Count the lines below that contain the string "blurred", with case counting. Reply with the number alone.

## START Entries shown

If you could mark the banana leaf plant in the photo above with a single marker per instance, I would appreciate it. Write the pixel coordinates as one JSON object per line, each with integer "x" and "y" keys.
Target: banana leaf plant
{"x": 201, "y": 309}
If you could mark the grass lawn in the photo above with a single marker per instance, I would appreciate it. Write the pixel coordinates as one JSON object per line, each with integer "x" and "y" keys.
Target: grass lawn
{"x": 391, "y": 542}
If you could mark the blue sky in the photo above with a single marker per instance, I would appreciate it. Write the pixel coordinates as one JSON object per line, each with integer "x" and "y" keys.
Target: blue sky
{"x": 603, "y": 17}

## END Entries shown
## START Entries shown

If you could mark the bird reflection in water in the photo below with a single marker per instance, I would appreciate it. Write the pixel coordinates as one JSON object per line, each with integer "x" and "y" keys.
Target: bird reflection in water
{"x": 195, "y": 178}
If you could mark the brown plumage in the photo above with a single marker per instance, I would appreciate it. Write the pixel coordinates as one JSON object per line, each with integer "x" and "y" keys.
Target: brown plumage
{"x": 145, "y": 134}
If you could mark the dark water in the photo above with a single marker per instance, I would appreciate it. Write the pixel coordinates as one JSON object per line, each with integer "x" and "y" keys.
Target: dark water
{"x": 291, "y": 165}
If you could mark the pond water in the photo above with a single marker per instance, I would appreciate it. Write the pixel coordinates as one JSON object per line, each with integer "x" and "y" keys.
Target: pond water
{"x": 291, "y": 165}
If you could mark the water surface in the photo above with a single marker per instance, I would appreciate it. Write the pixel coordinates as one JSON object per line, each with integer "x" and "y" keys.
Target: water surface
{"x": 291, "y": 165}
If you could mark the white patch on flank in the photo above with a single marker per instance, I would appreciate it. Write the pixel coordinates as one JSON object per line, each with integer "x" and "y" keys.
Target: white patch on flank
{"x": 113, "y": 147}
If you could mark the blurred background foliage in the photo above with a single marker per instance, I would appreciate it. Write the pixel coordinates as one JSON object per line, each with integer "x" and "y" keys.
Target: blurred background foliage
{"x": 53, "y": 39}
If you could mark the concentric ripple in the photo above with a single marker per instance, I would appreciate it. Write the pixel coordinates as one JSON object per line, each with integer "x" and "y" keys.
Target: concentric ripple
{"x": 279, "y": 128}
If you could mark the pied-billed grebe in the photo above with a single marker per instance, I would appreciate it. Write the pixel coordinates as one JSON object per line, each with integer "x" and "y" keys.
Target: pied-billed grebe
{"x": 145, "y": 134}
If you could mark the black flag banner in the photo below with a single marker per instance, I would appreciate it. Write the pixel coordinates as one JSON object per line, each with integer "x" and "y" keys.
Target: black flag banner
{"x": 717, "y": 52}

## END Entries shown

## The result:
2